**Goal of the exercise**
Only the lines from the one containing "652, row 77." through the last line of the entries are wanted. Transcribe them exactly.

[Referring expression data]
===
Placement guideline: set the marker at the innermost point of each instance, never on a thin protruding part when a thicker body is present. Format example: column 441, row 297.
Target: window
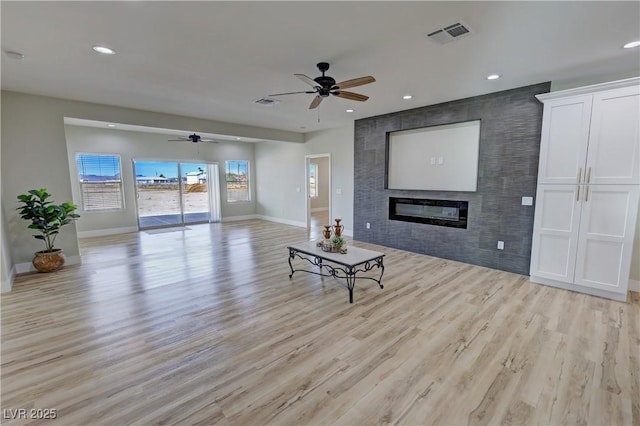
column 237, row 178
column 313, row 180
column 100, row 181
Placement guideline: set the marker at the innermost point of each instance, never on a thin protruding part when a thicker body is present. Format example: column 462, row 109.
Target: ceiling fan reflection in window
column 324, row 86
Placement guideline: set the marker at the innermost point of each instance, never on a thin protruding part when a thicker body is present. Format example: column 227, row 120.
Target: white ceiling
column 212, row 60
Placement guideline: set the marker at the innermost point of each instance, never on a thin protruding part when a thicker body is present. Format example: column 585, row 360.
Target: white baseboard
column 109, row 231
column 237, row 218
column 7, row 285
column 23, row 268
column 285, row 221
column 620, row 297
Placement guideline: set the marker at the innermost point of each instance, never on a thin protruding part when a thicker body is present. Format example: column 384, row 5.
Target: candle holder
column 327, row 232
column 337, row 228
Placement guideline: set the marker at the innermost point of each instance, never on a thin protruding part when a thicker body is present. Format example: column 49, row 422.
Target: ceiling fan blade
column 315, row 102
column 354, row 82
column 311, row 82
column 289, row 93
column 351, row 96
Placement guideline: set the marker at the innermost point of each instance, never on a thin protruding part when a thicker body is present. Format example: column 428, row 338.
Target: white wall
column 280, row 172
column 34, row 153
column 322, row 200
column 149, row 146
column 6, row 265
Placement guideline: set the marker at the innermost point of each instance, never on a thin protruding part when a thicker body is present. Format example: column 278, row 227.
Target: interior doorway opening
column 170, row 193
column 318, row 192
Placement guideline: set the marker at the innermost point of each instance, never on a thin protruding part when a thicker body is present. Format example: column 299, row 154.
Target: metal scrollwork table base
column 344, row 266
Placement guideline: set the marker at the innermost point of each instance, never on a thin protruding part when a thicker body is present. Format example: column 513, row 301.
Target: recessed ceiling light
column 104, row 50
column 14, row 55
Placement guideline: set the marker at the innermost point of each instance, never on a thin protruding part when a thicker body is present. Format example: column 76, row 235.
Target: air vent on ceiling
column 449, row 33
column 266, row 101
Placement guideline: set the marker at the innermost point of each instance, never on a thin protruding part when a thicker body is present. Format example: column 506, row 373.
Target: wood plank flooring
column 203, row 326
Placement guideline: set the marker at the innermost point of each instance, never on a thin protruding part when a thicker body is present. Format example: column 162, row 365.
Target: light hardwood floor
column 204, row 326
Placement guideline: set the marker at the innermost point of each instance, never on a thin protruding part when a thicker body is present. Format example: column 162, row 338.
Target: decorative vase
column 337, row 228
column 327, row 232
column 48, row 261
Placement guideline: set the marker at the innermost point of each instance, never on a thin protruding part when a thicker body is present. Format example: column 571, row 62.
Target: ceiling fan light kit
column 324, row 86
column 194, row 138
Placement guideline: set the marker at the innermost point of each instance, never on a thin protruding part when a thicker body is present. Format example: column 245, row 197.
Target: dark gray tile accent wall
column 507, row 171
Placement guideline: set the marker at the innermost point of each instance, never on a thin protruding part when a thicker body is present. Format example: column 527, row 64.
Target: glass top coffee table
column 345, row 266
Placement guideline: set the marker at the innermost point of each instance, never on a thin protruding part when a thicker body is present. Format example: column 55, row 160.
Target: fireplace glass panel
column 434, row 212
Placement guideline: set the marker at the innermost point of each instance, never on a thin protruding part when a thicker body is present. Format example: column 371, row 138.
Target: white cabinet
column 555, row 236
column 583, row 235
column 605, row 240
column 588, row 188
column 563, row 145
column 591, row 138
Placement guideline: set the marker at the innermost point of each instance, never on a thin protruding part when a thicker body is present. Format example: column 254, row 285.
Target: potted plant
column 47, row 218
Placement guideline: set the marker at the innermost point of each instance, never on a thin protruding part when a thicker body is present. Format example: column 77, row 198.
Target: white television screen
column 437, row 158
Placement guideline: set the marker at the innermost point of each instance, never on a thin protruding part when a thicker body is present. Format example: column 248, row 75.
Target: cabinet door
column 555, row 232
column 614, row 138
column 607, row 229
column 564, row 139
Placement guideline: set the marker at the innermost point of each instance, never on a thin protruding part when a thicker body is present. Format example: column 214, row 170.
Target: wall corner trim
column 7, row 285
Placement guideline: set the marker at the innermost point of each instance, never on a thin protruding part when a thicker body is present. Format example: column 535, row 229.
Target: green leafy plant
column 45, row 216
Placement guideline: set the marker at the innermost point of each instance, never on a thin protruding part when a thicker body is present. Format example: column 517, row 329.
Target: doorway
column 318, row 191
column 170, row 193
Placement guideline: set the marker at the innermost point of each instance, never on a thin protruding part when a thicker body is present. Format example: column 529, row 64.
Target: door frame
column 307, row 197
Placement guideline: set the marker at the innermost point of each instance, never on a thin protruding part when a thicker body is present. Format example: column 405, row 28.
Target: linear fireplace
column 432, row 212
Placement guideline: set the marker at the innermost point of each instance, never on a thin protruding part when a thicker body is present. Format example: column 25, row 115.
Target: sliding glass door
column 173, row 194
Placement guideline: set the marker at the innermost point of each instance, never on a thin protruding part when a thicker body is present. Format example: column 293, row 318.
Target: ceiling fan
column 323, row 86
column 192, row 138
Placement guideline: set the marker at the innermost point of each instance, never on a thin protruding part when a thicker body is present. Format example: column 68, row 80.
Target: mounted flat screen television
column 437, row 158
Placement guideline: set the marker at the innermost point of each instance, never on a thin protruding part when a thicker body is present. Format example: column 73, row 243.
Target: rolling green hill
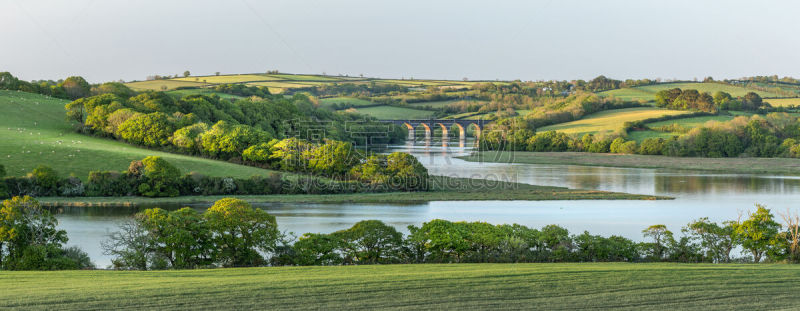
column 574, row 286
column 648, row 92
column 609, row 121
column 34, row 131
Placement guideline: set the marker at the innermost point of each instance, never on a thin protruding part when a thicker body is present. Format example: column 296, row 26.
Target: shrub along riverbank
column 431, row 286
column 155, row 181
column 728, row 165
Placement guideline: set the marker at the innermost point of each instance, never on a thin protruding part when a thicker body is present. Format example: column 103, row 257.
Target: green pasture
column 691, row 122
column 395, row 113
column 34, row 131
column 225, row 79
column 160, row 85
column 327, row 102
column 573, row 286
column 783, row 102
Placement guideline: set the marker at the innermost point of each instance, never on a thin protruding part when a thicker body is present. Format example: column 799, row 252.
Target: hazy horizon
column 507, row 40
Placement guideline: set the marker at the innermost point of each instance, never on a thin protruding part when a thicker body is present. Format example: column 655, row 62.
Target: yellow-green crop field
column 573, row 286
column 647, row 92
column 783, row 102
column 159, row 85
column 34, row 131
column 609, row 121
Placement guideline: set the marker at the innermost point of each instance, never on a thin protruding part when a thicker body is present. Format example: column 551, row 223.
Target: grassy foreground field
column 618, row 286
column 648, row 92
column 33, row 131
column 728, row 165
column 609, row 121
column 395, row 113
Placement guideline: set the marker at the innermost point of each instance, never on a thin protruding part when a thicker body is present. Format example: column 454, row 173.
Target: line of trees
column 773, row 135
column 232, row 233
column 155, row 177
column 30, row 239
column 73, row 87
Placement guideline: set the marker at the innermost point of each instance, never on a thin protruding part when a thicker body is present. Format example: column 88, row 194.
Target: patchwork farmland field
column 690, row 122
column 327, row 102
column 609, row 121
column 619, row 286
column 783, row 102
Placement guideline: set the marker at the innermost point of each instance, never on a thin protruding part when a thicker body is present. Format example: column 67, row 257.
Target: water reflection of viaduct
column 445, row 125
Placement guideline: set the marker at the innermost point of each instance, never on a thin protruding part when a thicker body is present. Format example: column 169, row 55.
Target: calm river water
column 698, row 194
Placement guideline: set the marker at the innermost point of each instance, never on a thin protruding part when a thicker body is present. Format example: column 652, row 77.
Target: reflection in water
column 713, row 195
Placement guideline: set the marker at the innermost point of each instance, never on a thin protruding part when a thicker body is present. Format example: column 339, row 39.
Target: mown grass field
column 639, row 136
column 609, row 121
column 304, row 77
column 395, row 113
column 34, row 131
column 647, row 92
column 690, row 122
column 782, row 166
column 202, row 91
column 783, row 102
column 441, row 189
column 618, row 286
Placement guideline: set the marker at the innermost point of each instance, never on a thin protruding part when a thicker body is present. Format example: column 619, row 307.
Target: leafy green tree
===
**Output for this task**
Placement guideline: set the marker at the innermost point of each instance, never on a thin protruding part when a thicker body is present. Format example: column 652, row 77.
Target: reflection in water
column 713, row 195
Placement guideline: set the marker at the innermost point of each instance, never on a thin protruding part when a thicker body is present. Format example: column 339, row 39.
Target: mown grass field
column 639, row 136
column 609, row 121
column 304, row 77
column 395, row 113
column 34, row 131
column 647, row 92
column 690, row 122
column 782, row 166
column 202, row 91
column 783, row 102
column 441, row 189
column 618, row 286
Placement guideline: set the marker at the innermost point of each instance, never on a thin protruding part when a thicker body is present. Format example: column 619, row 307.
Target: leafy green tree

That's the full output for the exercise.